Exercices à faire:
[1] D'après le texte sur les provinces de France, à partir de quel siècle le mot est-il apparu dans son sens actuel ?
[2] Recopiez à l'identique le passage du texte sur les provinces de France qui va de « Le mot dans » jusqu'à « ni exactement comparables. ».

Extrait de page:
○ ○ ○ ○ ○

Le mot dans son sens actuel est apparu dès le XVe siècle et n'a cessé de se répandre tant dans les actes officiels que dans l'usage populaire ou commun. Quel que soit le siècle ou le dictionnaire consulté, la définition du mot est bien floue alors qu'il s'agit d’un des plus utilisés pour définir une entité territoriale. Certains géographes, même parmi les plus célèbres, Onésime Reclus, l'ont largement battu en brèche, niant parfois que le mot ne recouvre aucune réalité tangible. C'est pourquoi les multiples listes et cartes dénombrant les provinces de France ne sont ni parfaitement superposables ni exactement comparables.

Essais de définition : il s’agit d’un territoire en général de grande étendue dont les habitants se reconnaissent des caractères propres, une histoire commune, une culture et des mœurs originaux, des traditions particulières, des privilèges et coutumes (voire une législation) différents des provinces voisines et parfois une langue fédératrice ou des appartenances ethniques spécifiques, tout cela étant souvent antérieur et extérieur à toute organisation administrative. La province est en général formée de la réunion de différents pays plus petits, comprend souvent plusieurs grandes villes et sa division la plus commune se fait en « haute » et « basse ».

Or, avant la Révolution, la France était constituée de circonscriptions territoriales issues de l'histoire, de la géographie et du peuplement qui étaient différentes selon les différents pouvoirs qui s'y exerçaient, avec des catégories différentes comme métropoles, provinces, diocèses, duchés, baronnies, gouvernements, états, élections, généralités, intendance, parlements, pays, baillages, etc.. suivis d'un nom de région qui était souvent le même, sans recouvrir la même étendue géographique. Ainsi, le ressors du parlement d'Artois ne correspondait pas au même territoire que le gouvernement d'Artois ou que l'intendance d'Artois.

La Convention nationale, après avoir aboli au cours de la nuit du 4 août tous les droits et les usages particuliers aux différentes régions (que l'on nommait aussi privilèges comme ceux des classes, noblesse et clergé), décida d'instituer un découpage uniforme du territoire, les départements, et que ce découpage serait le même pour les différentes fonctions de l'État : militaire, religieuse, fiscale, administrative, universitaire, judiciaire, etc.. La ville choisie comme chef-lieu de chaque département aurait dû concentrer les sièges de chacune de ces fonctions et posséder à la fois une préfecture, un tribunal, une université, une place militaire, un évêché, une bourse, une foire, un hôpital, etc.. Les protestations des villes qui remplissaient depuis toujours l'une de ces fonctions et qui se voyaient ainsi dépouillées, qui de leur cour d'Appel, qui de leur arsenal, qui de leur université, qui de leur foire, empêchèrent d'exécuter complètement ce plan.

○ ○ ○ ○ ○

Données fournies:

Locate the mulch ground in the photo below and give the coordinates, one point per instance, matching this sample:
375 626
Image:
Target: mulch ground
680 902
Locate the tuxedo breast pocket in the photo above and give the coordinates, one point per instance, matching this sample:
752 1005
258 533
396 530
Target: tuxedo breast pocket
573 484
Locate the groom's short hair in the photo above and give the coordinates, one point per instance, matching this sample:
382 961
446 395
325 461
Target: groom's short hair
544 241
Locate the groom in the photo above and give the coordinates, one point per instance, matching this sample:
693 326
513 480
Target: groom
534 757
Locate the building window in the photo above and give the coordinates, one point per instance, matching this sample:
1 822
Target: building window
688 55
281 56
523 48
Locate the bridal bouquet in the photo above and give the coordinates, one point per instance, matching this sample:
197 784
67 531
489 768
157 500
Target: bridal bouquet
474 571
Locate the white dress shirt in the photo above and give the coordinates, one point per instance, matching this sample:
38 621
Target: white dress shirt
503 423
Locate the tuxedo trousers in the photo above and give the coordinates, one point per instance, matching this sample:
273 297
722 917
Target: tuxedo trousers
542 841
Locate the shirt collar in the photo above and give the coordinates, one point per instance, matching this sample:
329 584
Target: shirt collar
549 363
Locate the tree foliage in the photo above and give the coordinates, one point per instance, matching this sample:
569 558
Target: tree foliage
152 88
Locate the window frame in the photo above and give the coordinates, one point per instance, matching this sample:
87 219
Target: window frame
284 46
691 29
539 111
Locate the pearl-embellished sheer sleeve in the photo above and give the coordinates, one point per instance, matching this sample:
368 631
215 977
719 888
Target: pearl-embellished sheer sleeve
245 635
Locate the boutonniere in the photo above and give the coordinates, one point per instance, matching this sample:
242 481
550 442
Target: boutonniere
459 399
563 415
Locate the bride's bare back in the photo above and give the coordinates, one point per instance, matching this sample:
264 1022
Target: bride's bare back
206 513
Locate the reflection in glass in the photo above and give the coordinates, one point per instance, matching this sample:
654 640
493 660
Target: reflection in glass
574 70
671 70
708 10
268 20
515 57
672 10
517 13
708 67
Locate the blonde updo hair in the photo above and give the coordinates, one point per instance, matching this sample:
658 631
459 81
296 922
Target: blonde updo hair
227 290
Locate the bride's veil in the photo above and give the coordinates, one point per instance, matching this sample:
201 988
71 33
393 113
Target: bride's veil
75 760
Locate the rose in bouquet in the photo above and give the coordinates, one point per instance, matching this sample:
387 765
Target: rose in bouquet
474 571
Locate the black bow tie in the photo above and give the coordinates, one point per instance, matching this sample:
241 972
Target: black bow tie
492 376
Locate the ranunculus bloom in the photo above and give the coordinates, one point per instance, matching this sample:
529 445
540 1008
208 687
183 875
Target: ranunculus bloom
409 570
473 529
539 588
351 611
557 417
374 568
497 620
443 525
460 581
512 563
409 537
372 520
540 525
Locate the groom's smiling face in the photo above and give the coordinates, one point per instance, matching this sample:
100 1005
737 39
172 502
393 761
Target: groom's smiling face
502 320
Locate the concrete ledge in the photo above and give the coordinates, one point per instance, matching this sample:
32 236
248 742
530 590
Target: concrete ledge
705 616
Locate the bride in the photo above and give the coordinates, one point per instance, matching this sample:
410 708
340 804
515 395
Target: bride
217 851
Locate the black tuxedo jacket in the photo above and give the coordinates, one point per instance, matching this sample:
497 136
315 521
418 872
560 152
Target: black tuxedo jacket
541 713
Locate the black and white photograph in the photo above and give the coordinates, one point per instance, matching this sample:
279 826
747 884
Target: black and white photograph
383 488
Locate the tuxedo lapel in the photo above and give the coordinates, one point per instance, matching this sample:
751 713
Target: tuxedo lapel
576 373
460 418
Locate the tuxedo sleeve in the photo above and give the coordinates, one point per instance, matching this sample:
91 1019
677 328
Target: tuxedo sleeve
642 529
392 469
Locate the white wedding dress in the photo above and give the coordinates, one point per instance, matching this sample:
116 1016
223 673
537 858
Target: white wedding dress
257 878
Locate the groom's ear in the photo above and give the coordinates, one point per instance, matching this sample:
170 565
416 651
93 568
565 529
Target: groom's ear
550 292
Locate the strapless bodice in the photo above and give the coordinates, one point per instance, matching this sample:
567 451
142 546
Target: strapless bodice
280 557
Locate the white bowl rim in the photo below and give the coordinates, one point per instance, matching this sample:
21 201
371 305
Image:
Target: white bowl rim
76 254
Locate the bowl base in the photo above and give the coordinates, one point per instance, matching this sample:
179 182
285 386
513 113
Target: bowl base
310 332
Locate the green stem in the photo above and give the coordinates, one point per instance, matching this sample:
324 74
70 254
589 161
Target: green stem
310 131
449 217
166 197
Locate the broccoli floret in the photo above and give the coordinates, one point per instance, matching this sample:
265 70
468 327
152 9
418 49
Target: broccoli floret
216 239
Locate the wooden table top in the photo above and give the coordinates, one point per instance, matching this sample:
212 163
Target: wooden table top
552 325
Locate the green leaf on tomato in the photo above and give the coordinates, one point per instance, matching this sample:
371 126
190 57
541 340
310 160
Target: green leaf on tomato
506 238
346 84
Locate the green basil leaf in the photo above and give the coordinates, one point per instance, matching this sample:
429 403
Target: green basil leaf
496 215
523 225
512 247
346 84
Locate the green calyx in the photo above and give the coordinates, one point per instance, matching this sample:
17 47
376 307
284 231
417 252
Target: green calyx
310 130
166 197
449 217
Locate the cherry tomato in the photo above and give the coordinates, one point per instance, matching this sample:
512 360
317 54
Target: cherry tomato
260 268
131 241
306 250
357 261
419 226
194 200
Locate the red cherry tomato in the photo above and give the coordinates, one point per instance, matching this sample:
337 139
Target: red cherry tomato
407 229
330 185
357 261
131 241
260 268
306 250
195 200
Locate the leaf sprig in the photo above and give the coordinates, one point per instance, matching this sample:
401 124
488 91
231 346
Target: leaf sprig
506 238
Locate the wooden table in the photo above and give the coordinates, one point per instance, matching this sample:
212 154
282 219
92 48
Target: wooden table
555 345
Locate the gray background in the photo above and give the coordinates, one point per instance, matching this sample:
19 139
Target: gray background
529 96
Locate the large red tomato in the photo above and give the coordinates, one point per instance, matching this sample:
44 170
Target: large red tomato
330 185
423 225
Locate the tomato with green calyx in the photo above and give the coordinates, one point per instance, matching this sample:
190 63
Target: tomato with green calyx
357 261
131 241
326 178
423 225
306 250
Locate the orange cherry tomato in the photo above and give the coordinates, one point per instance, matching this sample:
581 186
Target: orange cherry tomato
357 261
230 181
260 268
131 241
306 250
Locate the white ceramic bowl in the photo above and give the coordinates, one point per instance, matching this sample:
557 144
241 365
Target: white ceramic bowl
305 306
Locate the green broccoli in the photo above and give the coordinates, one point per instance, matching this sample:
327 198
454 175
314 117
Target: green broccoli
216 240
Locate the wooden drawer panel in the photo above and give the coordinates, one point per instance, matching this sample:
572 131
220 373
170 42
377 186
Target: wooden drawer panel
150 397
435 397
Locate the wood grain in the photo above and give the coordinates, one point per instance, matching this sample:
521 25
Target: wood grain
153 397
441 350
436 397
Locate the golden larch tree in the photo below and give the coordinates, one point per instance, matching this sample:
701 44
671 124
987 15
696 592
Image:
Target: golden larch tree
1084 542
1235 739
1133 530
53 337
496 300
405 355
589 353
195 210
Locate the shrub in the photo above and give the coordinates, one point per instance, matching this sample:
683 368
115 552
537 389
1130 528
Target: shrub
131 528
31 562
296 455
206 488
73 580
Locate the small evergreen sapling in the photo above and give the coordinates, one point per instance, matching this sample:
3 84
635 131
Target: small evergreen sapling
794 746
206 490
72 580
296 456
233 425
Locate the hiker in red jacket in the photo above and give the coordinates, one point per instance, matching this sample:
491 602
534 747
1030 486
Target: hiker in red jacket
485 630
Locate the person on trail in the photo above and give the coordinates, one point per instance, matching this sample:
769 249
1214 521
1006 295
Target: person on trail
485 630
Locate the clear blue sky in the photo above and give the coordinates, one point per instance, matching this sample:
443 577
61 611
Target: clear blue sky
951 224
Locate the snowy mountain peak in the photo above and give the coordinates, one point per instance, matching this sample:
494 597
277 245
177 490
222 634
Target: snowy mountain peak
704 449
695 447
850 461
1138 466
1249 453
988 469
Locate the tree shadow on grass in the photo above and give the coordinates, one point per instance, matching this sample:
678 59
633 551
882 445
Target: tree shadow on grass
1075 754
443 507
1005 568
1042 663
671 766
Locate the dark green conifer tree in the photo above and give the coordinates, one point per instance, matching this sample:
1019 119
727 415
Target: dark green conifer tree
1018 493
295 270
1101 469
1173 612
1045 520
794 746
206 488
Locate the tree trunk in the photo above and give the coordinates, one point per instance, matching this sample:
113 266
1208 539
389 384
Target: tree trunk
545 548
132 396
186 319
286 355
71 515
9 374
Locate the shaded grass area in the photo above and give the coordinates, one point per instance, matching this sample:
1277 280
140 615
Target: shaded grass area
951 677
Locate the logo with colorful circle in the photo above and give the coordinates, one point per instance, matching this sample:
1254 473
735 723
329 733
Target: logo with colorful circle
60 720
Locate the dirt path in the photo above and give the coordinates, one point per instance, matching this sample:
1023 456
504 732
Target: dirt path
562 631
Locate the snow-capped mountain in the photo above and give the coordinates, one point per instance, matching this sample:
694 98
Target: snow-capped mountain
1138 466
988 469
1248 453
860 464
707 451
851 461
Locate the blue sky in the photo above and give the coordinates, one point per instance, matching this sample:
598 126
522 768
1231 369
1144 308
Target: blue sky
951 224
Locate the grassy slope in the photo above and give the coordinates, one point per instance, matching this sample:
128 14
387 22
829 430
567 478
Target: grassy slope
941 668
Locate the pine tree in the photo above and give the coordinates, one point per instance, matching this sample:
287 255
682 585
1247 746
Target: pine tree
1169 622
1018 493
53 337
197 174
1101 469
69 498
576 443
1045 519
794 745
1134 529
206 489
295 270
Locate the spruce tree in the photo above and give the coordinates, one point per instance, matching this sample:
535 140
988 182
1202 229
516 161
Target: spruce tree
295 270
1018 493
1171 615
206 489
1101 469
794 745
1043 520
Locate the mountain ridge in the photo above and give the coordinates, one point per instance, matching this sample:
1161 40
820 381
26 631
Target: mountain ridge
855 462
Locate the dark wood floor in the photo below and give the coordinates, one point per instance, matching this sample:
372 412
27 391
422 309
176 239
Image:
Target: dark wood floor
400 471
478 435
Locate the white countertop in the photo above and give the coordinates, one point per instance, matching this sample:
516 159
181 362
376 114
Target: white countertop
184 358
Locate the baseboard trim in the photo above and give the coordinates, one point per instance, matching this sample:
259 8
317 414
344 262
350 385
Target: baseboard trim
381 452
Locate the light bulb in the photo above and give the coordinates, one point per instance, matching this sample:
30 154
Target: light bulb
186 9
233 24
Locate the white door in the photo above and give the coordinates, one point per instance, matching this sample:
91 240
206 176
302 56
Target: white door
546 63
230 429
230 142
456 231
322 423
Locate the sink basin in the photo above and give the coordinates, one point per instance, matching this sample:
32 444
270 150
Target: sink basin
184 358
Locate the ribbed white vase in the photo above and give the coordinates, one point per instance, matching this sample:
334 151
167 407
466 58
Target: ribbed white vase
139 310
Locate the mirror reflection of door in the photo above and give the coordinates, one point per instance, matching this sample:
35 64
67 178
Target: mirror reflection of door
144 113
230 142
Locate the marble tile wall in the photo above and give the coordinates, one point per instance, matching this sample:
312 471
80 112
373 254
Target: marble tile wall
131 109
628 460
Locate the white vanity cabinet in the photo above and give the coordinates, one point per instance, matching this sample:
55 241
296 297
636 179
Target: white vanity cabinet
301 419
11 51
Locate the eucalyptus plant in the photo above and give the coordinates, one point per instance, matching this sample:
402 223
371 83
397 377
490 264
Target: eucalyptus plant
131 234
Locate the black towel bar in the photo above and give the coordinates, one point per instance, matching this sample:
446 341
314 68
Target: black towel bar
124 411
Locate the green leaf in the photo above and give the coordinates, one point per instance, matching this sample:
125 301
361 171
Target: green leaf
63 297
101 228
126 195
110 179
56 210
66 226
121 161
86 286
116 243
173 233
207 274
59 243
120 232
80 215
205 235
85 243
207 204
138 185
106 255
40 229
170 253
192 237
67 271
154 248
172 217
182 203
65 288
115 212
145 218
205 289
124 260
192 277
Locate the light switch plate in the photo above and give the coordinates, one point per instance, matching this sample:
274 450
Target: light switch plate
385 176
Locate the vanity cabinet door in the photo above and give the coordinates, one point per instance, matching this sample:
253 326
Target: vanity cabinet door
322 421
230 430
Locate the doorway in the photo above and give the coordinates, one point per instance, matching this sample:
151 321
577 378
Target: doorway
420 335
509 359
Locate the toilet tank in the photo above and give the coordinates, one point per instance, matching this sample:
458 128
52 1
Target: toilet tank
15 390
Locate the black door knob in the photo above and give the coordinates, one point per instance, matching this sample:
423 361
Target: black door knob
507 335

○ ○ ○ ○ ○

Réponses par exercice:
[1] Dès le XVe siècle.

[2]
Le mot dans son sens actuel est apparu dès le XVe siècle et n'a cessé de se répandre tant dans les actes officiels que dans l'usage populaire ou commun. Quel que soit le siècle ou le dictionnaire consulté, la définition du mot est bien floue alors qu'il s'agit d’un des plus utilisés pour définir une entité territoriale. Certains géographes, même parmi les plus célèbres, Onésime Reclus, l'ont largement battu en brèche, niant parfois que le mot ne recouvre aucune réalité tangible. C'est pourquoi les multiples listes et cartes dénombrant les provinces de France ne sont ni parfaitement superposables ni exactement comparables.